### Extrait du texte
*-*-*
• Leonardo Padura, L'homme qui aimait les chiens, Métailié

     

    Leonardo Padura, L'homme qui aimait les chiens, MétailiéAprès avoir lu Viva j'avais envie d'en savoir plus sur la vie et le personnage de Trotski. Je me suis donc tournée vers L'homme qui aimait les chiens au sujet duquel j'avais aperçu des critiques positives. Et je ne le regrette pas. C'est un excellent ouvrage qui restera à coup sûr parmi mes préférés de l'année.

     

    Dans ce roman Leonardo Padura entrecroise les destins de trois personnages.

    Léon Trotski donc, depuis le moment où il est expulsé d'URSS vers la Turquie jusqu'à son assassinat au Mexique en 1940. Poursuivi par la haine implacable de Staline qui s'en prend à tous ses proches, famille et amis, où qu'ils soient sur la planète, le Vieux continue de se battre pour sa vision de la Révolution. Il apparaît ici comme un observateur très lucide de la vie politique de son temps.

     

    Ramon Mercader, l'assassin de Trotski, est un Catalan que nous suivons à partir de son engagement comme combattant dans les rangs communistes lors de la guerre civile espagnole. Padura essaie de comprendre comment ce personnage a accepté d'être formaté pour servir Staline. Il nous fait ressentir de la compassion pour quelqu'un qui a changé plusieurs fois d'identité, qui s'est effacé devant une mission considérée comme sacrée.

    "En faisant ses adieux à Luis, Ramon eut un mauvais pressentiment. Avant qu'il ne monte dans la voiture, il le serra dans ses bras en lui demandant de ne jamais oublier qu'il était son frère, et que tout ce qu'il avait fait et ferait à l'avenir était pour que des jeunes tels que lui puissent connaître le paradis d'un monde sans exploiteurs ni exploités, un monde de justice et de prospérité : un monde sans haine et sans peur."

     

    Enfin il y a Ivan Cardenas Maturell, un Cubain aspirant écrivain mais qui survit grâce à un petit commerce de vétérinaire. En 1977 Ivan fait la connaissance d'un homme qui dit s'appeler Jaime Lopez. C'est L'homme qui aimait les chiens ainsi que le surnomme Ivan, du nom d'une nouvelle de Chandler qu'il était en train de lire au moment de leur rencontre et car Lopez était accompagné de deux lévriers russes, des barzoïs. Lopez raconte à Ivan l'histoire de son "ami" Ramon Mercader. Avec Ivan on découvre la vie à Cuba. La peur de la répression qui amène Ivan à renoncer à ses ambitions littéraires, la chape de plomb puritaine qui pousse le frère d'Ivan, homosexuel, à tenter de quitter l'île, les pénuries et la disette des années 1990 qui provoquent la mort de la femme d'Ivan, les rêves brisés. Ceux qui pensent que le régime cubain est exemplaire (j'en connais) devraient bien lire L'homme qui aimait les chiens.
*-*-*
### Données enregistrées
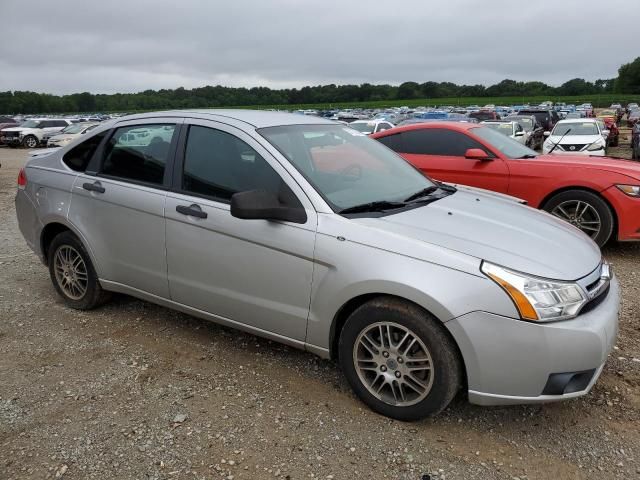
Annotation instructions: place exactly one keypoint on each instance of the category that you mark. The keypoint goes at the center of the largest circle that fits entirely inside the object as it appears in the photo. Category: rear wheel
*-*-*
### À faire
Écrivez la suite de l'avis sur le roman L'homme qui aimait les chiens, en reprenant juste après sa dernière phrase.

### Réponse
     

    Parce qu'au fond, le sujet de ce livre c'est l'échec de l'utopie communiste et comment une idée généreuse a été pervertie au point de justifier les crimes les plus abjects. Ainsi à propos des procès de Moscou :

    "Dans une des nombreuses lettres à Staline, écrites dans les cachots de la Loubianka, que le Fossoyeur se chargeait de faire circuler dans certaines sphères, Boukharine en était arrivé à lui dire qu'il n'éprouvait pour lui, pour le Parti et pour la cause qu'un amour grandiose et infini, et qu'il lui faisait ses adieux en l'embrassant en pensée... Lev Davidovitch pouvait imaginer la satisfaction de Staline en recevant de tels messages qui faisaient de lui un des rares bourreaux de l'histoire à recevoir des marques de vénération de ses victimes, alors même qu'il les envoyait à la mort..."

    Ou, comme l'écrit une correspondante de Trotski : "C'est terrible de s'apercevoir qu'un système né pour sauver la dignité humaine a utilisé la récompense, la flatterie, l'incitation à la délation, en s'appuyant sur tout ce que l'humanité a de plus vil."

    Ce thème je l'avais déjà trouvé dans Le météorologue mais, si je puis me permettre, Padura est -au moins- une pointure au-dessus de Rolin.

     

    Car j'ai lu là un ouvrage excellemment maîtrisé à tous points de vue. La lecture est dense et passionnante.

    Maintenant je vais voir si je peux me procurer autre chose de l'auteur. Il faudrait aussi que je lise sur la guerre d'Espagne.

    L'avis de Sentinelle, celui de Keisha.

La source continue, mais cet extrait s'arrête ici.